Could you rewrite the material below, keeping every line, from the line that has "Practice step: find the ski" through the line that has "(1018, 523)", with each number in the answer coordinates shifted by -91? Leave the pictures out.
— Start Data provided —
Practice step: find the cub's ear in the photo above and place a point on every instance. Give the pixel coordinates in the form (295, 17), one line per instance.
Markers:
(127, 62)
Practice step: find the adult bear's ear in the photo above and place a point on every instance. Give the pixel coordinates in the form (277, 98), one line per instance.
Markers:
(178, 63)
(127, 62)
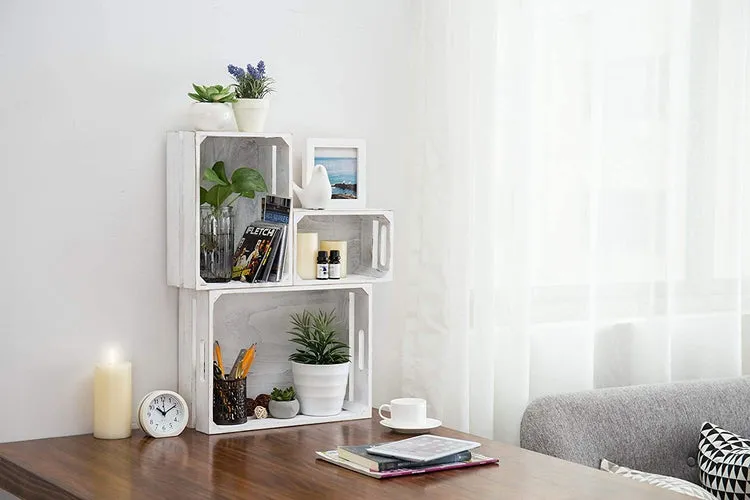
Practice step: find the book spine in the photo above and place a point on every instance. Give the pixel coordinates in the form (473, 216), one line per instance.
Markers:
(464, 456)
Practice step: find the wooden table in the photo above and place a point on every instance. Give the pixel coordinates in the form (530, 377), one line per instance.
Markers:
(281, 464)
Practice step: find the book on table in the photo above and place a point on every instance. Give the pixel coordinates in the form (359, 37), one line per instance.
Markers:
(358, 459)
(424, 449)
(377, 463)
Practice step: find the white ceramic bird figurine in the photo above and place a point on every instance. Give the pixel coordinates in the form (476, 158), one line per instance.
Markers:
(317, 193)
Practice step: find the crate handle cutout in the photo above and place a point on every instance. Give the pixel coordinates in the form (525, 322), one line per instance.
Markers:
(383, 246)
(203, 360)
(351, 343)
(361, 352)
(273, 169)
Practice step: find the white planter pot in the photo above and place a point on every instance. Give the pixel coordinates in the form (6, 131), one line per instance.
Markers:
(320, 388)
(212, 116)
(251, 114)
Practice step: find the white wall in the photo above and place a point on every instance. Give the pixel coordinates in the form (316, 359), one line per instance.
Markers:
(88, 90)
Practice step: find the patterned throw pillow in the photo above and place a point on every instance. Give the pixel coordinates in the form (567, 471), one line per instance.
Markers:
(724, 461)
(667, 482)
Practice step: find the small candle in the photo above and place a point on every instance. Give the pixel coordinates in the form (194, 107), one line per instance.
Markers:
(307, 253)
(113, 398)
(329, 245)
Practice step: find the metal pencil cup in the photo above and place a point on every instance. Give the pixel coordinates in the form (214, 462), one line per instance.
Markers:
(229, 401)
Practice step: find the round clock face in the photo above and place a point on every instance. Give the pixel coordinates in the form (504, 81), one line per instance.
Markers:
(163, 414)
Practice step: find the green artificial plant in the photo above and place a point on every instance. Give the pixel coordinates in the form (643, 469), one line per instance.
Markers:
(287, 394)
(245, 182)
(212, 93)
(316, 336)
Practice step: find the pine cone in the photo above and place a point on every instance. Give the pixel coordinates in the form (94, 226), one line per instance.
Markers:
(263, 400)
(250, 405)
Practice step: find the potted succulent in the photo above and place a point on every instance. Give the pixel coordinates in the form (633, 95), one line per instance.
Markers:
(251, 89)
(217, 218)
(283, 403)
(320, 365)
(212, 109)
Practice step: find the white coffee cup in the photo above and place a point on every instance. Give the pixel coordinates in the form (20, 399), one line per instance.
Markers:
(407, 412)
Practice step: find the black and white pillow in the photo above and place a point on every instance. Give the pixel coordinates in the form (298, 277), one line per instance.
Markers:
(667, 482)
(724, 461)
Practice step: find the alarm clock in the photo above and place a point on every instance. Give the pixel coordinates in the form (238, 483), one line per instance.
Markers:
(162, 414)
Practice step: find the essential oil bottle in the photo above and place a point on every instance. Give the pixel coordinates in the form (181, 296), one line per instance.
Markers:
(322, 271)
(334, 265)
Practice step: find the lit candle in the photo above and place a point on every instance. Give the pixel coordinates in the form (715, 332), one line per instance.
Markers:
(329, 245)
(113, 398)
(307, 253)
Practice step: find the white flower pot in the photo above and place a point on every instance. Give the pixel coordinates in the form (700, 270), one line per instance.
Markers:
(213, 116)
(251, 114)
(320, 388)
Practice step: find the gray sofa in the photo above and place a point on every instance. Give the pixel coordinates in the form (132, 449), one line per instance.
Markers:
(653, 428)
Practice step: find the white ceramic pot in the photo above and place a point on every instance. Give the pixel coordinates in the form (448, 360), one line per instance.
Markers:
(213, 116)
(320, 388)
(251, 114)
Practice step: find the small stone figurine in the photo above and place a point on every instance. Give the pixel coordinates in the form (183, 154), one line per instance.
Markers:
(317, 193)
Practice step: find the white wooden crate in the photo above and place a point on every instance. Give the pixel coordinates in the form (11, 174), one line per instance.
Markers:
(369, 237)
(189, 154)
(239, 317)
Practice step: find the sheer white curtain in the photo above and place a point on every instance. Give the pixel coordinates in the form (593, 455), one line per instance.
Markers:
(579, 205)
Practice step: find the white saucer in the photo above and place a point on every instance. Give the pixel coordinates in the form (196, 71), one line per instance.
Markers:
(431, 423)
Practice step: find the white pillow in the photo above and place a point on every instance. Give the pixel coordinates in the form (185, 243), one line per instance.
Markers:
(667, 482)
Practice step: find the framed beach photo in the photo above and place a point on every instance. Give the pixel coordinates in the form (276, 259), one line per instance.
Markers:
(344, 160)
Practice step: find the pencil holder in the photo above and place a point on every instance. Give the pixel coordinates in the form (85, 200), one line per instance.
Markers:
(229, 401)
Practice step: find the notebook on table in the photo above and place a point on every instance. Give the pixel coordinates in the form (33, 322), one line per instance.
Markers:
(423, 448)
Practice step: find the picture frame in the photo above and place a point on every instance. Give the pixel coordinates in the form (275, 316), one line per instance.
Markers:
(346, 163)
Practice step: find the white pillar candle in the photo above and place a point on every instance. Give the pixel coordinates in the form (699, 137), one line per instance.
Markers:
(329, 245)
(113, 400)
(307, 253)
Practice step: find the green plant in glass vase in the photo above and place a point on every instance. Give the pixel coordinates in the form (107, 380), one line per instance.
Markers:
(245, 182)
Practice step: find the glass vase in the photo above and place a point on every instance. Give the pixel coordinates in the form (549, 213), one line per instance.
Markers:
(217, 244)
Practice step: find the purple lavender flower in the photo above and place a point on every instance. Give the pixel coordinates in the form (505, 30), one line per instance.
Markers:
(235, 71)
(254, 73)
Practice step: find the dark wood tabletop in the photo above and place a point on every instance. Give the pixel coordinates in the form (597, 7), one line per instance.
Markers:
(281, 464)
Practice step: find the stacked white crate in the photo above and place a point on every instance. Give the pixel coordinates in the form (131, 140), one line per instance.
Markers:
(238, 314)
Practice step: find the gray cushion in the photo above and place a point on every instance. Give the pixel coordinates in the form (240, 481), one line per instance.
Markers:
(652, 428)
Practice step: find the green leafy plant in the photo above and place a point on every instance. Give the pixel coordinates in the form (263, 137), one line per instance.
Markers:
(212, 93)
(287, 394)
(316, 336)
(244, 182)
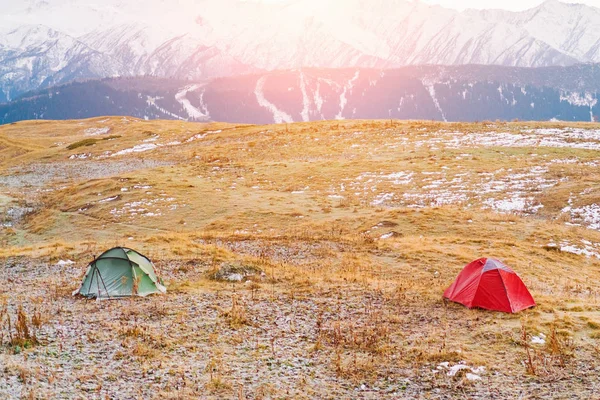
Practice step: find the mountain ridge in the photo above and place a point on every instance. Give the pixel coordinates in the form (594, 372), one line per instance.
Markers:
(445, 93)
(203, 40)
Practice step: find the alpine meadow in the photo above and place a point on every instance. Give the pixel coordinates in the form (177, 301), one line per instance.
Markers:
(292, 199)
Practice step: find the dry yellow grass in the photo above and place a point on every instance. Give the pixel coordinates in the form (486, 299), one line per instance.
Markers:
(306, 204)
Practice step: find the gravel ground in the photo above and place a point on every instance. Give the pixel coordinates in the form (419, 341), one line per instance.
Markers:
(326, 342)
(39, 175)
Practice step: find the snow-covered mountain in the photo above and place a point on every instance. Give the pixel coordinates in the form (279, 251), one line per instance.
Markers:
(461, 93)
(47, 42)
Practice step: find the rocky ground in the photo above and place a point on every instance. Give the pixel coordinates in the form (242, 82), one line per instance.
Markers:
(305, 261)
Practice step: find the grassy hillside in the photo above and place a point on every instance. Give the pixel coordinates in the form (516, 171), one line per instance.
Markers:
(351, 229)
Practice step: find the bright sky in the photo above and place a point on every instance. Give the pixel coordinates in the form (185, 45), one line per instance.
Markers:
(513, 5)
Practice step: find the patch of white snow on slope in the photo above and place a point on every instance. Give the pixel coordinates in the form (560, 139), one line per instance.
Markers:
(431, 89)
(193, 112)
(579, 100)
(279, 116)
(318, 99)
(151, 101)
(343, 99)
(305, 100)
(97, 131)
(136, 149)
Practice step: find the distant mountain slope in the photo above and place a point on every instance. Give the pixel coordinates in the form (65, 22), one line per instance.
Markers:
(44, 43)
(464, 93)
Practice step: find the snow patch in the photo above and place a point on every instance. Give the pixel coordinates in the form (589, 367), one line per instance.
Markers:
(279, 116)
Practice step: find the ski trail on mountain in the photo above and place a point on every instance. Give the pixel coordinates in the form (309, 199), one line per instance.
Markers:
(151, 101)
(431, 90)
(305, 99)
(279, 116)
(576, 99)
(193, 112)
(343, 99)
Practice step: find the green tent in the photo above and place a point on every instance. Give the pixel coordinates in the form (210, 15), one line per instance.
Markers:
(120, 272)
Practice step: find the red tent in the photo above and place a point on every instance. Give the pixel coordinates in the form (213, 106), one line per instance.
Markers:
(488, 283)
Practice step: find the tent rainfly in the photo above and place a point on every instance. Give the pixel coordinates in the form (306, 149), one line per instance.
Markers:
(488, 283)
(120, 272)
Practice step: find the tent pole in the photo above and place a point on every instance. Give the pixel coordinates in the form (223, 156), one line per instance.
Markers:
(103, 284)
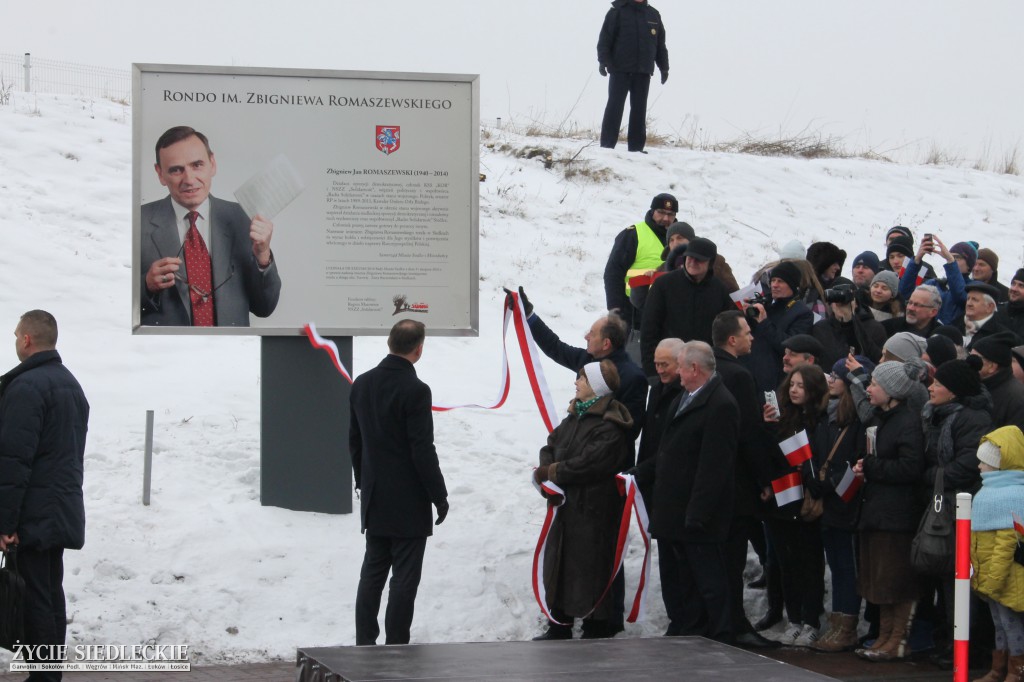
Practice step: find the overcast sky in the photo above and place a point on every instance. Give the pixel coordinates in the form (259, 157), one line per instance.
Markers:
(881, 74)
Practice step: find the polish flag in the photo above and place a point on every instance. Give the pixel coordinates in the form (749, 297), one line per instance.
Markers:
(848, 487)
(747, 292)
(787, 488)
(797, 449)
(1018, 523)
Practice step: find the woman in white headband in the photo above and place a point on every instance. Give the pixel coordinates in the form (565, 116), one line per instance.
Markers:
(583, 456)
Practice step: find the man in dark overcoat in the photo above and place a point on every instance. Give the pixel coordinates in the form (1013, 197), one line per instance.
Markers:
(44, 417)
(693, 485)
(391, 441)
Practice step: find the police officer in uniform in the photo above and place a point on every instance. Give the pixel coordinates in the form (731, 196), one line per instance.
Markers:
(637, 249)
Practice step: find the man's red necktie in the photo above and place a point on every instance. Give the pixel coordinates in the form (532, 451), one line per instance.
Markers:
(200, 276)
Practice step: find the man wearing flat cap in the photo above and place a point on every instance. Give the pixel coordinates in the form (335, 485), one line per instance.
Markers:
(1011, 313)
(979, 312)
(637, 249)
(683, 303)
(986, 269)
(996, 375)
(801, 349)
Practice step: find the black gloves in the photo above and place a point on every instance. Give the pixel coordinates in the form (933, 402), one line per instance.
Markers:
(526, 305)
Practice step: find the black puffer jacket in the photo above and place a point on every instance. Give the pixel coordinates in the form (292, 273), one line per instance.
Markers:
(632, 39)
(953, 433)
(838, 514)
(786, 316)
(892, 475)
(679, 307)
(43, 421)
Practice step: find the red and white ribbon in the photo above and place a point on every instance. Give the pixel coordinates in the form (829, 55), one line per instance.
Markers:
(530, 356)
(634, 502)
(549, 519)
(327, 344)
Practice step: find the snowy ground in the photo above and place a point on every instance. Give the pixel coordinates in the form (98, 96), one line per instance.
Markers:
(205, 564)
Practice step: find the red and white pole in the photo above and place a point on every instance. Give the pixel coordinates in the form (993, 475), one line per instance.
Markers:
(962, 588)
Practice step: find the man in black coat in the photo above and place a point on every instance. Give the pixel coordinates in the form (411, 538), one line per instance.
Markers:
(785, 315)
(849, 327)
(1011, 313)
(391, 441)
(997, 376)
(606, 339)
(684, 302)
(659, 405)
(921, 316)
(733, 339)
(632, 41)
(44, 417)
(693, 475)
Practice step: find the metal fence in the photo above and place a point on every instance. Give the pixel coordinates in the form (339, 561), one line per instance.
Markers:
(33, 75)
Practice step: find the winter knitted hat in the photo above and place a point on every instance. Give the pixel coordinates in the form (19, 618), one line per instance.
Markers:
(895, 380)
(996, 348)
(905, 345)
(787, 272)
(866, 258)
(990, 454)
(940, 349)
(989, 257)
(901, 231)
(903, 245)
(792, 249)
(682, 228)
(665, 202)
(839, 369)
(967, 250)
(961, 377)
(889, 279)
(821, 255)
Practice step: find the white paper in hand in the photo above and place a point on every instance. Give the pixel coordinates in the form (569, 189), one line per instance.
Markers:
(269, 190)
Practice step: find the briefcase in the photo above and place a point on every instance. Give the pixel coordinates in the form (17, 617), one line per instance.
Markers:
(11, 600)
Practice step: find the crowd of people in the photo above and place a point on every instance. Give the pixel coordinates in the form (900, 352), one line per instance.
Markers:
(810, 415)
— End Data provided —
Completed task –
Practice step: find the ski trail on mountain in the photo above and place a point on every instance. Give the pixel coordinates in the form (309, 199), one line per instance.
Markers:
(60, 10)
(340, -1)
(214, 8)
(188, 25)
(485, 8)
(102, 21)
(252, 8)
Practice step: find the green tent in the photo above and place a point on every instance. Give the pixel coordinates in the form (210, 15), one line per instance.
Markers:
(29, 181)
Practice step: find the red tent in the photo above and place a point on every instance. Give the pixel coordinates in the form (213, 106), one line per instance.
Markers:
(397, 192)
Practice step: find the tent rainfly in the photo above and place a point on every instance. Give the pixel coordinates in the form (306, 149), one line per instance.
Markers:
(397, 192)
(29, 181)
Practice step: find the tent pole in the photo above and place a point on every instance. Give the pixel coordinates in the form (223, 156), one line per instance.
Markers:
(12, 193)
Practice step: find the overcast sky in the photo above and place a point on every instance. Give the pixel coordinates in the form (259, 157), one line per instance.
Markers:
(790, -17)
Practice step: find the polish flag in the photo above and place a point on every instance. Give the pixel coordinates in the form (749, 297), one line per instance.
Markers:
(757, 396)
(656, 201)
(696, 397)
(706, 358)
(927, 432)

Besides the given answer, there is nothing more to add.